§ **Problem to work on**
Please gather every line of the records below that contains the word "beige", and copy each of those lines in full.

§ **Extracted entries**

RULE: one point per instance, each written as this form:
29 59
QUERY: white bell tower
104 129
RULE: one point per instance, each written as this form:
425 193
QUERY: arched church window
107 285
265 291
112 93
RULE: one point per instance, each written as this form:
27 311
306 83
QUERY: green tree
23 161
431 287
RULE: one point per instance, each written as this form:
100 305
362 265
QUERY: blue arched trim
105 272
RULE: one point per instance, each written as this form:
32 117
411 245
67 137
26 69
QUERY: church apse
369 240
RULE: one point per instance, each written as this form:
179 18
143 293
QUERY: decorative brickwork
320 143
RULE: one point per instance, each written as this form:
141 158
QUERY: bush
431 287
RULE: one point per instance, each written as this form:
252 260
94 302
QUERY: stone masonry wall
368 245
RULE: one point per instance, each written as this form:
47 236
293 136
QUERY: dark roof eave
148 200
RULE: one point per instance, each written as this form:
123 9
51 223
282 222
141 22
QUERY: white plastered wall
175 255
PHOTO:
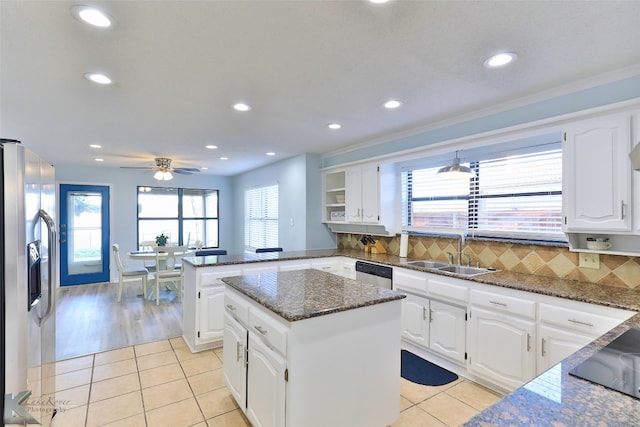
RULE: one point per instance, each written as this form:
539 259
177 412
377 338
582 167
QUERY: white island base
340 369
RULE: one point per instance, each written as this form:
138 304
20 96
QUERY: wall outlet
589 260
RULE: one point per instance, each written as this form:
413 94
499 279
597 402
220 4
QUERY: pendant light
456 170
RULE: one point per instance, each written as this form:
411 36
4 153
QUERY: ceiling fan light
456 170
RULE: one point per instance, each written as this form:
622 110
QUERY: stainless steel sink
428 264
463 271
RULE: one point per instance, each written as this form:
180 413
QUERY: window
513 195
261 218
185 215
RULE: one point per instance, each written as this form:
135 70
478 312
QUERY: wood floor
90 320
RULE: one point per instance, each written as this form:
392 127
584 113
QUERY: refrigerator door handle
51 232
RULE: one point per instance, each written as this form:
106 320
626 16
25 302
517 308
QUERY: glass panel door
84 234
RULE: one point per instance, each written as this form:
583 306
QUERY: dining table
151 256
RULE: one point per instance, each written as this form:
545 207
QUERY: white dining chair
169 269
127 274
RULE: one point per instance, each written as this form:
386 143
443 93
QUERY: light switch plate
589 260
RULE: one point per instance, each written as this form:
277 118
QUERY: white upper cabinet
362 188
597 192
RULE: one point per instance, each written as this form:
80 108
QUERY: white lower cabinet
415 320
448 330
501 348
203 306
266 385
234 359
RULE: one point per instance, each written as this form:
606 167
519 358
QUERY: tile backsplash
554 261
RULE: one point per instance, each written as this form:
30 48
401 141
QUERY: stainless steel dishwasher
375 274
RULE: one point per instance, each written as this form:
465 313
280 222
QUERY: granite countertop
554 398
301 294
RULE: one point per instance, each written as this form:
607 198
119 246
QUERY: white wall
299 181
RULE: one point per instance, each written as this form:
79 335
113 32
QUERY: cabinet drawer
237 307
448 291
212 278
268 329
504 303
578 320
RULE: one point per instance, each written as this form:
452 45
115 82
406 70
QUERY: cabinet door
557 344
370 195
234 357
501 348
353 195
415 320
447 334
266 385
210 318
597 175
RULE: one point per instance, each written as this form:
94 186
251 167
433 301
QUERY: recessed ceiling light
500 59
98 78
392 103
240 106
91 16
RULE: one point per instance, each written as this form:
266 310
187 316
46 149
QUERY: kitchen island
309 348
553 398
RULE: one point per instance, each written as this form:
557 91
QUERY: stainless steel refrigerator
28 248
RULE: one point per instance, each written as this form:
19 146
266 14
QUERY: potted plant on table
162 240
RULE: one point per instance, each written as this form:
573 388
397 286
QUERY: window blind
516 195
261 218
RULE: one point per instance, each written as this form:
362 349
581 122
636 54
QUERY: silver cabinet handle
239 351
501 304
578 322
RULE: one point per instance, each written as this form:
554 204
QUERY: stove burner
616 366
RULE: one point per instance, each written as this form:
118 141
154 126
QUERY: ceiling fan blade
146 168
181 171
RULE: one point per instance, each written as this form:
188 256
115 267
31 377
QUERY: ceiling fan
163 169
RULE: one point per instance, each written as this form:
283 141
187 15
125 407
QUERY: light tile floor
163 384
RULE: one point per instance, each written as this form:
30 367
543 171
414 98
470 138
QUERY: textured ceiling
178 67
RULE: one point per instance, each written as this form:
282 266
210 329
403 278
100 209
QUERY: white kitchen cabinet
203 305
448 330
266 385
566 326
415 319
234 359
429 323
210 303
362 189
597 191
501 348
295 368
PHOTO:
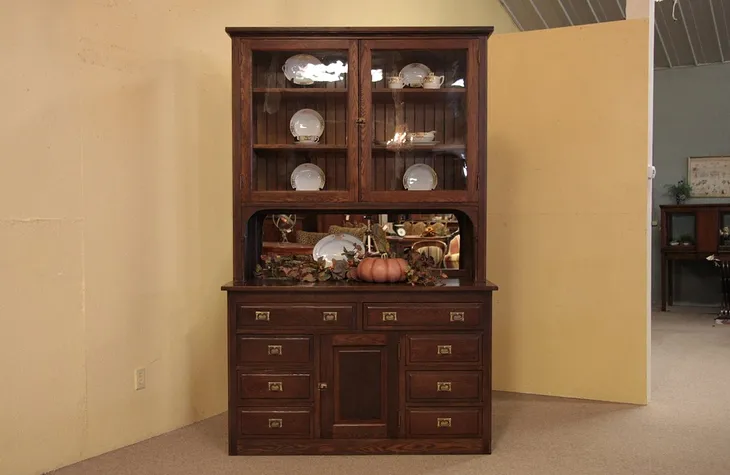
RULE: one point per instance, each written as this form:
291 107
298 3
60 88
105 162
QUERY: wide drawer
447 422
464 386
464 348
299 315
447 315
296 386
274 350
271 423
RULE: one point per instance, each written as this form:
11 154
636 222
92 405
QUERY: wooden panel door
361 377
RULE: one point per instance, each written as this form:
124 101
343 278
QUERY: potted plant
679 191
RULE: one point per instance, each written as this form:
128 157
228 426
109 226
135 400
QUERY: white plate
307 177
414 73
301 69
420 177
332 246
306 122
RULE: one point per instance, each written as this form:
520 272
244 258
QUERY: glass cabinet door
421 119
298 103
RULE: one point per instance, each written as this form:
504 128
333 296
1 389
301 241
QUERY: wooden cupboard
354 367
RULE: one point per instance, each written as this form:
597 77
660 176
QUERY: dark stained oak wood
708 220
453 386
439 349
355 367
400 446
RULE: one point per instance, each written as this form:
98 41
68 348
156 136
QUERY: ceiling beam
686 30
590 5
717 31
511 14
562 7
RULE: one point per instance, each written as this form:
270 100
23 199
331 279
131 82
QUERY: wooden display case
353 367
690 232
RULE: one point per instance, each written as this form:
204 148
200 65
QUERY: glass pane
359 388
296 233
682 229
419 119
299 120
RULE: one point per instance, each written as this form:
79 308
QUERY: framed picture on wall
709 176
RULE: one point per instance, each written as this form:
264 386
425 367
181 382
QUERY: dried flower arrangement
304 268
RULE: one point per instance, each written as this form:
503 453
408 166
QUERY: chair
433 248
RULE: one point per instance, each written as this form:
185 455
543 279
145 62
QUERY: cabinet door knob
456 316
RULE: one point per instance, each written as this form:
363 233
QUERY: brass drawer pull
456 316
443 422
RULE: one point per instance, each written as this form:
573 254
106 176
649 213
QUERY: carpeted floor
685 430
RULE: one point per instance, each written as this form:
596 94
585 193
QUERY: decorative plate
307 177
332 246
414 73
306 122
420 177
300 69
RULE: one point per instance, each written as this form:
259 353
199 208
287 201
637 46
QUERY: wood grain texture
316 368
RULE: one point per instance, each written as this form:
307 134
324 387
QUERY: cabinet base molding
360 447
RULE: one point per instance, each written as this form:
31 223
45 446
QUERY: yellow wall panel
567 213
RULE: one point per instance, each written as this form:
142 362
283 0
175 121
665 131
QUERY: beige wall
567 243
115 210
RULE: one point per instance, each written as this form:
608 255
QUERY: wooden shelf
303 92
420 90
300 147
345 286
418 94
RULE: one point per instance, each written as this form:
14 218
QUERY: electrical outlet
140 379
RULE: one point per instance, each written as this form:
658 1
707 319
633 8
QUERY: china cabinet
359 122
691 232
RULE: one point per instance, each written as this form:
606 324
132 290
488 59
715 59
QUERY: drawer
435 349
271 423
275 386
273 350
462 386
299 315
447 315
447 422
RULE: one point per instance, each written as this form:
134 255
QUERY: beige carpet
685 430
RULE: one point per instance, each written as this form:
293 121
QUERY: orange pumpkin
376 269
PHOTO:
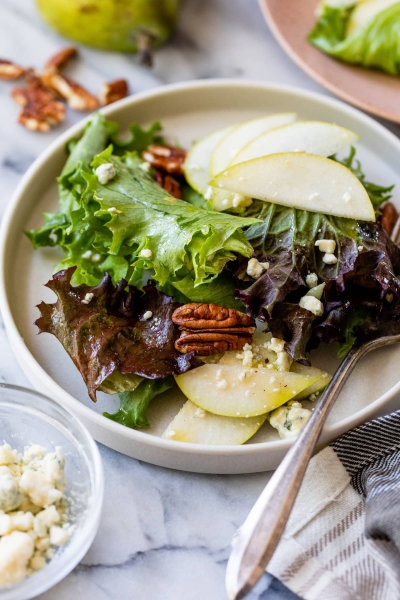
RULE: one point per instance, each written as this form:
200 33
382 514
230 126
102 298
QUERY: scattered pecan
169 184
165 158
9 70
210 329
389 217
112 91
40 110
77 97
59 60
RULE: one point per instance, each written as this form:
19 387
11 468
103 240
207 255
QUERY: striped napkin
342 541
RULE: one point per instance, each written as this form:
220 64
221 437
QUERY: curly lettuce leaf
133 405
104 330
104 228
133 213
375 44
64 228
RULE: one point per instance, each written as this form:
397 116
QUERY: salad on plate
217 269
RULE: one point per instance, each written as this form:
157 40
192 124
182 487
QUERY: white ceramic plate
187 111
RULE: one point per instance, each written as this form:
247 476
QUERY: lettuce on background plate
375 44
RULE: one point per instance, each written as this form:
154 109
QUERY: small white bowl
27 417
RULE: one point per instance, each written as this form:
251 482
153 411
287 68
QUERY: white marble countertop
164 534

§ **Result below**
QUERY: beige wall
QUERY: beige carpet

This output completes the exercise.